> [TO DO]:
Identify each line in the items below that contains the word "house" and copy every one of those lines.

> [THE DATA]:
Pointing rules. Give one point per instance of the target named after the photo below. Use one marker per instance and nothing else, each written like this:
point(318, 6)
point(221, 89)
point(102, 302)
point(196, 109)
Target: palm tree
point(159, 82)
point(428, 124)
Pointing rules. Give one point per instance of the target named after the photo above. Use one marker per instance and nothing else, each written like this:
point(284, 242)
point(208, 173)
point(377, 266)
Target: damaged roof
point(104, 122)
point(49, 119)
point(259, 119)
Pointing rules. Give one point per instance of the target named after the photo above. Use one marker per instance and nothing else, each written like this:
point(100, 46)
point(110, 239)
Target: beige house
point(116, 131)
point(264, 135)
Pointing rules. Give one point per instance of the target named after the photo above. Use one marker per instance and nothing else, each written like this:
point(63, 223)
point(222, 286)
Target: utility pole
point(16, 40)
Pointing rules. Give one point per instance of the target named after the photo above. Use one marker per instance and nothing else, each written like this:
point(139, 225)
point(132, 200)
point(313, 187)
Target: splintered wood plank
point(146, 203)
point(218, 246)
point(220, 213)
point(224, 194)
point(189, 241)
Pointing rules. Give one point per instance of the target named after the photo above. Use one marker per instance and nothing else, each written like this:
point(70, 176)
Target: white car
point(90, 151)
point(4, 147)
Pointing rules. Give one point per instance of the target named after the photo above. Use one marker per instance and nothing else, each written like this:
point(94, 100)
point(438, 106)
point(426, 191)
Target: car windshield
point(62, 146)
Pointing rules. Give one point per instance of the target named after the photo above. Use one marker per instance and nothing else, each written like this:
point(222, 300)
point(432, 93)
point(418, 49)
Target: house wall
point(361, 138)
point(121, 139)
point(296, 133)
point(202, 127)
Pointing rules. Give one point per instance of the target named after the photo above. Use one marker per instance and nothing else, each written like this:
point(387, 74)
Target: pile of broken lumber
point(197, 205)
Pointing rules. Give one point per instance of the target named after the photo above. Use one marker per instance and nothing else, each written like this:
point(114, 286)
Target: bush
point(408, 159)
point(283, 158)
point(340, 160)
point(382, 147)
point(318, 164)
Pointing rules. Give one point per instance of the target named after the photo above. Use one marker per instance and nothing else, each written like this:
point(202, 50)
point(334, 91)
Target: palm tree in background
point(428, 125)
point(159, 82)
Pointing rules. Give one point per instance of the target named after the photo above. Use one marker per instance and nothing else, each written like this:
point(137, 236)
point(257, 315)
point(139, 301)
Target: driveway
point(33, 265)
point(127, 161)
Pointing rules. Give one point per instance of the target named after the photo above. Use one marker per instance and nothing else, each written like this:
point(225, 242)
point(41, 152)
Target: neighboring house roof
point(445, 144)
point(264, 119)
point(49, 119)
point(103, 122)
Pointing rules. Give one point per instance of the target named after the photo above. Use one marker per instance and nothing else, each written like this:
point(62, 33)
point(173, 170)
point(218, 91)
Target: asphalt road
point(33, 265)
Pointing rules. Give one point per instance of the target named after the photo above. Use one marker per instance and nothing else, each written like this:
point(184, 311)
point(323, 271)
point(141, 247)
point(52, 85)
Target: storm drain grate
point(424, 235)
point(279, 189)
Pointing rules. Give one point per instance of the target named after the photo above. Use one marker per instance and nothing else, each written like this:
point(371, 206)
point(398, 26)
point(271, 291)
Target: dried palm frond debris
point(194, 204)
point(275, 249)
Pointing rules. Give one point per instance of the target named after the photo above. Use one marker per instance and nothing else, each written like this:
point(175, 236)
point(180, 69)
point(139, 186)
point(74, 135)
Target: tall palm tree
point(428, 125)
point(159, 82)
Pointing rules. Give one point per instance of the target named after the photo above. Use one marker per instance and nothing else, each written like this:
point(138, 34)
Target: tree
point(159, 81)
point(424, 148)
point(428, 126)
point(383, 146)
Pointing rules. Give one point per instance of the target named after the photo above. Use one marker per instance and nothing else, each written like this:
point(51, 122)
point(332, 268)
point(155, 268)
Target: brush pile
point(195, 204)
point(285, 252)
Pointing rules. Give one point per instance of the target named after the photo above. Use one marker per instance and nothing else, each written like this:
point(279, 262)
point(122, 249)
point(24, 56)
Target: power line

> [REPLY]:
Target: beige house
Target: house wall
Target: neighboring house roof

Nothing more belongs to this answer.